*Exercise objective*.
Return all the entries. Match them word for word.

*Dataset records*.
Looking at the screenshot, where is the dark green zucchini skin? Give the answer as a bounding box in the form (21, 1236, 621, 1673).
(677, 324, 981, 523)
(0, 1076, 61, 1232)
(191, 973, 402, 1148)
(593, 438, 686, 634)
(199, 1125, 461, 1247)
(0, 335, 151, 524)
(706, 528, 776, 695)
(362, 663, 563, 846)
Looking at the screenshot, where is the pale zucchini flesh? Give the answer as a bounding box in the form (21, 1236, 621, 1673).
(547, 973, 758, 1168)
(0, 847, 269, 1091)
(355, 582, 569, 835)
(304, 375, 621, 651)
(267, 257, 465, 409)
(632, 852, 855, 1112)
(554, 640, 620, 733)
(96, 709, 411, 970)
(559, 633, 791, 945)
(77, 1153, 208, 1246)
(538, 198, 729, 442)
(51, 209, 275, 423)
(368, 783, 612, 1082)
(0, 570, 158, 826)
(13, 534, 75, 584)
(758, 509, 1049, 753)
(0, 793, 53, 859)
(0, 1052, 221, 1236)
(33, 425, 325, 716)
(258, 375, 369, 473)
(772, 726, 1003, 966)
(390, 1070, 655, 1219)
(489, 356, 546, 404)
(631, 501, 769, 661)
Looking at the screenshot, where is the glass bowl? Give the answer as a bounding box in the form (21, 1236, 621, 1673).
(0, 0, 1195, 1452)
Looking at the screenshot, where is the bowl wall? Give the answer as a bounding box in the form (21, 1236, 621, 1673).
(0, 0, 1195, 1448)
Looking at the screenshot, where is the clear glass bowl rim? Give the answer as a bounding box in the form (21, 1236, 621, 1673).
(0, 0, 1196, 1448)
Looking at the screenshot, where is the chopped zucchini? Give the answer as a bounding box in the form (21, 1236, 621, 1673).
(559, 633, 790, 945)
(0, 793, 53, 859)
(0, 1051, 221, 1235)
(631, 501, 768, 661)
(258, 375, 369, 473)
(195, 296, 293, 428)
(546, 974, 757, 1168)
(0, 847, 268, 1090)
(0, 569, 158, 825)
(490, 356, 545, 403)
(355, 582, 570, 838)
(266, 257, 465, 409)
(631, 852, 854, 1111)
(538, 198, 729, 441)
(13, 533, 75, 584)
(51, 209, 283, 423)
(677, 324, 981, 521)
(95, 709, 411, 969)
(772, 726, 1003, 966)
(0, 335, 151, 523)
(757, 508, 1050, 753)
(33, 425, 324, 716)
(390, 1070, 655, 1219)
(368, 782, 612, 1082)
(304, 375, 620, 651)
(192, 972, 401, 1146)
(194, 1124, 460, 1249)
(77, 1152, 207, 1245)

*Your response*.
Looking at the screenshot, where is the dark green zucchini skin? Give the answer as a bounding box in the form (21, 1236, 621, 1673).
(677, 324, 981, 523)
(0, 1076, 61, 1232)
(191, 973, 402, 1148)
(593, 438, 686, 634)
(199, 1125, 461, 1247)
(0, 335, 151, 524)
(706, 528, 776, 695)
(362, 663, 563, 846)
Looking at the screenshot, where is the pale zucchini flesh? Give the answer as a bounding box in the form (21, 1236, 621, 1673).
(547, 973, 758, 1168)
(0, 847, 269, 1091)
(355, 582, 569, 835)
(304, 375, 621, 651)
(267, 257, 465, 409)
(632, 852, 855, 1112)
(554, 640, 620, 733)
(96, 709, 411, 970)
(559, 633, 791, 945)
(77, 1153, 208, 1246)
(538, 198, 729, 442)
(51, 209, 275, 423)
(368, 783, 612, 1082)
(0, 570, 158, 826)
(13, 534, 75, 584)
(758, 509, 1049, 753)
(0, 793, 53, 859)
(0, 1052, 221, 1236)
(33, 425, 325, 716)
(258, 375, 369, 473)
(772, 726, 1003, 966)
(390, 1070, 655, 1219)
(489, 356, 546, 404)
(631, 501, 769, 661)
Looking at the screenshot, where is the glass bowl? Give the answer as a bounding box in the form (21, 1236, 621, 1673).
(0, 0, 1195, 1452)
Looking at the screenshot, where is the bowl wall? Give the answer as a bounding box in the form (21, 1236, 621, 1673).
(0, 0, 1195, 1448)
Looking at the screenshot, where is the clear glass bowl rim? Give the answer as a bounding box in the form (21, 1236, 621, 1673).
(0, 0, 1196, 1448)
Looking at the screenshot, where is the chopped zucchini? Give the answer as a bounding box in the form (21, 1236, 621, 1673).
(559, 633, 790, 945)
(0, 793, 53, 859)
(0, 1051, 221, 1235)
(631, 501, 768, 661)
(258, 375, 369, 473)
(195, 296, 293, 428)
(546, 974, 757, 1168)
(0, 847, 268, 1090)
(0, 569, 158, 825)
(490, 356, 545, 403)
(355, 582, 570, 838)
(266, 257, 465, 409)
(631, 852, 854, 1111)
(538, 198, 729, 441)
(13, 533, 75, 584)
(51, 209, 283, 423)
(677, 324, 981, 521)
(95, 709, 411, 969)
(772, 726, 1003, 966)
(0, 335, 151, 523)
(757, 508, 1050, 753)
(33, 425, 324, 716)
(390, 1070, 655, 1219)
(368, 782, 612, 1082)
(304, 375, 620, 651)
(192, 972, 401, 1146)
(194, 1124, 460, 1249)
(77, 1152, 207, 1245)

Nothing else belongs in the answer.